**Task 1:**
From the text on the Brunel lifestyle physical activity questionnaire, list every abbreviation it defines, each with its expansion.
**Task 2:**
Decide whether each statement agrees with the text on the Brunel lifestyle physical activity questionnaire. Answer yes or no, and quote the words from the text that settle it.
(a) Data were gathered from 1369 subjects.
(b) The questionnaire was meant for the Canadian population.
(c) The fitness program it accompanies runs for 12 weeks.
**Task 3:**
Continue the text on the Brunel lifestyle physical activity questionnaire, starting right after its final heading, "Stage 1: generation of item pool (expert panel 1)".

**Given text:**
◇ ◇ ◇ ◇ ◇

Development and initial validation of the Brunel lifestyle physical activity questionnaire
- 1School of Sport and Education, Brunel University, Uxbridge, West London, UK
- 2University of Western Ontario, London, Ontario, Canada
- Correspondence to: Dr Karageorghis School of Sport and Education, Brunel University, West London, Uxbridge, Middlesex UB8 3PH, UK;
- Accepted 21 December 2004
Objectives: To develop a valid and reliable internet based lifestyle physical activity questionnaire suitable for use among the United Kingdom population.
Methods: After a detailed content analysis and item generation using a panel of experts, an internet based measure of lifestyle physical activity behaviour was developed. Data were collected from 1369 subjects in total. Confirmatory factor analysis was used to examine the two subscales of the Brunel lifestyle physical activity questionnaire among independent samples and by use of multisample analyses.
Results: The confirmatory factor analysis showed the psychometric integrity of two subscales: planned physical activity and unplanned physical activity.
Conclusion: The questionnaire is a valid and reliable instrument designed to provide an online behavioural assessment to be used in conjunction with a 12 week personalised fitness programme delivered through the internet.
- BLPAQ, Brunel lifestyle physical activity questionnaire
- CFA, confirmatory factor analysis
- CFI, comparative fit index
- EFA, exploratory factor analysis
- PA, physical activity
- PPA, planned physical activity
- SRMR, standardised root mean residual
- UPA, unplanned physical activity
Measurement of lifestyle physical activity (PA) by self administered behavioural assessment facilitates effective screening, monitoring, and intervention.1 It is necessary for PA interventions to move towards mass media approaches that make more effective use of newer technologies such as the internet.2 The Brunel lifestyle physical activity questionnaire (BLPAQ), the questionnaire developed in this study, provides one way in which to exploit the power of the internet to improve people’s health.
The theoretical underpinnings of the BLPAQ reflect the necessity to distinguish between planned and unplanned PA.1 It has been proposed that, to maintain optimal health, people should engage in at least 30 minutes of daily PA that comprises both planned and unplanned modes.3 A number of studies have designed questionnaires to tap PA behaviours without distinguishing between planned and unplanned modes.4–6 Further, concerns with measurement have pervaded previous attempts to assess PA behaviour, typically aspects of the validity and reliability of instruments.7,8 The purpose of the present study was to develop a valid and reliable lifestyle PA questionnaire, designed for use on the internet, suitable for the United Kingdom population.
Our research strategy was to develop a questionnaire and examine its validity in 10 stages. On the basis of conceptual discussions of lifestyle PA,1,9 items were developed to tap the two PA domains of planned PA (PPA) and unplanned PA (UPA). A latent variables analysis approach was used to facilitate inference of overall levels of PPA and UPA from a number of observable “manifest” variables or indicators.10
Stage 1: generation of item pool (expert panel 1)

◇ ◇ ◇ ◇ ◇

**Data shown:**
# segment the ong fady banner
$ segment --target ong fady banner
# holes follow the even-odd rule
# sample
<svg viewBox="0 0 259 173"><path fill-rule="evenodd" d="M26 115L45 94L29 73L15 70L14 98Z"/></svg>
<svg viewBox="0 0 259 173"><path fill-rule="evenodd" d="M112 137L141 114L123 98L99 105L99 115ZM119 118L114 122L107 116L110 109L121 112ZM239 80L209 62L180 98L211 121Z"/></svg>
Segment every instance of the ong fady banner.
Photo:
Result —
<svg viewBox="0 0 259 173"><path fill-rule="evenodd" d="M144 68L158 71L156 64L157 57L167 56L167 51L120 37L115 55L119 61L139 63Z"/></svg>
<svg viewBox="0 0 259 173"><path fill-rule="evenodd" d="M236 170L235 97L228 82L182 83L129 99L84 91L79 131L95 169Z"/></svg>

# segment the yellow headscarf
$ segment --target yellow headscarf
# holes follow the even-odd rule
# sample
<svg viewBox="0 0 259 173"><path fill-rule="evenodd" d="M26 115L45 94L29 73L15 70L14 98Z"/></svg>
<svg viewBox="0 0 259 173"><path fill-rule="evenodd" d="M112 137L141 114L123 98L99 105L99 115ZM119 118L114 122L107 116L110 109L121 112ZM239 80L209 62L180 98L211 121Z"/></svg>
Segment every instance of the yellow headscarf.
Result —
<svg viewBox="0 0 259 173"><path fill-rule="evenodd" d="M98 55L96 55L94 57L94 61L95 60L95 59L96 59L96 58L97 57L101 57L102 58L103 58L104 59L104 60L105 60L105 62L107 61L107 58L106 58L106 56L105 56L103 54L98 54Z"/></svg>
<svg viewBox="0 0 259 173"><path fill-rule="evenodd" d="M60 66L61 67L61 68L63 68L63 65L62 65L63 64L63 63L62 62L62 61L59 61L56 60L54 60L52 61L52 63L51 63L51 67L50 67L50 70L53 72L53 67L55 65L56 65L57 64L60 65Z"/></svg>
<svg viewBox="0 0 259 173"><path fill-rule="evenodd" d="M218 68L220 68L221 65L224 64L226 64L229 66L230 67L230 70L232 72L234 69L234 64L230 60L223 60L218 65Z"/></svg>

◇ ◇ ◇ ◇ ◇

**Response box 1:**
- BLPAQ: Brunel lifestyle physical activity questionnaire
- CFA: confirmatory factor analysis
- CFI: comparative fit index
- EFA: exploratory factor analysis
- PA: physical activity
- PPA: planned physical activity
- SRMR: standardised root mean residual
- UPA: unplanned physical activity

**Response box 2:**
(a) Yes: "Data were collected from 1369 subjects in total."
(b) No: "suitable for use among the United Kingdom population."
(c) Yes: "a 12 week personalised fitness programme delivered through the internet."

**Response box 3:**
The generation of the initial item pool was based on a number of considerations including (a) existing questionnaires,4,11,12 (b) our understanding of the nature of lifestyle PA, and (c) input from a panel of experts (expert panel 1). The panel of experts assisted in the generation of items and established the extent to which the initial item pool tapped the intended constructs. Expert panel 1 comprised 12 people (six men and six women; mean (SD) age 36 (5) years) who worked in the health and fitness industry, were academics with an interest in health and fitness, and/or possessed knowledge of questionnaire development. Demographic details are an important consideration for diagnostic purposes.13 Thus a series of demographic items were developed (available on request), which were also scrutinised by expert panel 1.
Stage 2: item comprehensibility and applicability (pilot sample 1)
To establish the comprehensibility and applicability of the items, and to make fine adjustments, the initial item pool of 10 items was piloted among a panel of 16 members of the lay public (six men, seven women, three did not report their sex; mean (SD) age 35 (15) years). This panel comprised a purposive stratified sample intended to reflect a range of socioeconomic groups, different age groups, both sexes, and diverse ethnic minorities.
Stage 3: further test of content validity of the BLPAQ (expert panel 2)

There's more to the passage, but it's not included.